◆ Task description ◆
Can you write out every one of the records below word for word, leaving the pictures out?

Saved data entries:
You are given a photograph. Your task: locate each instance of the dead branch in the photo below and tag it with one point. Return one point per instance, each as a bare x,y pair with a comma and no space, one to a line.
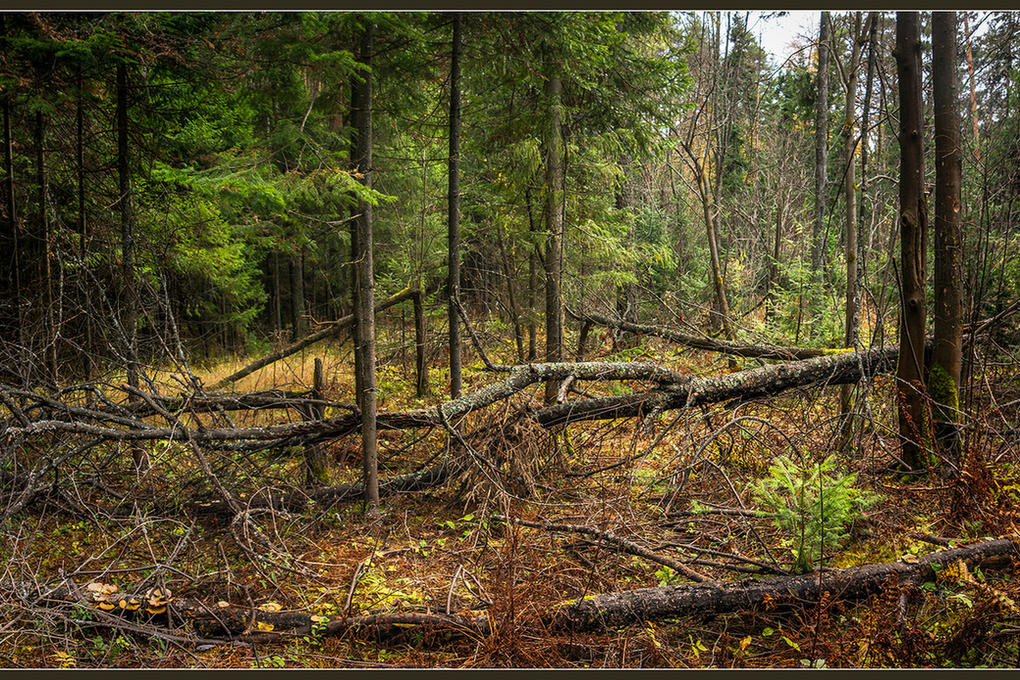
626,545
308,341
704,343
612,610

◆ Solution for this task ◆
You are given a photograph. Your task: locate each instance of the dead branch in the photo below and tag it with one point. Return one point per instance, each as a bare x,y pair with a comma and no space, one to a line.
626,545
308,341
704,343
612,610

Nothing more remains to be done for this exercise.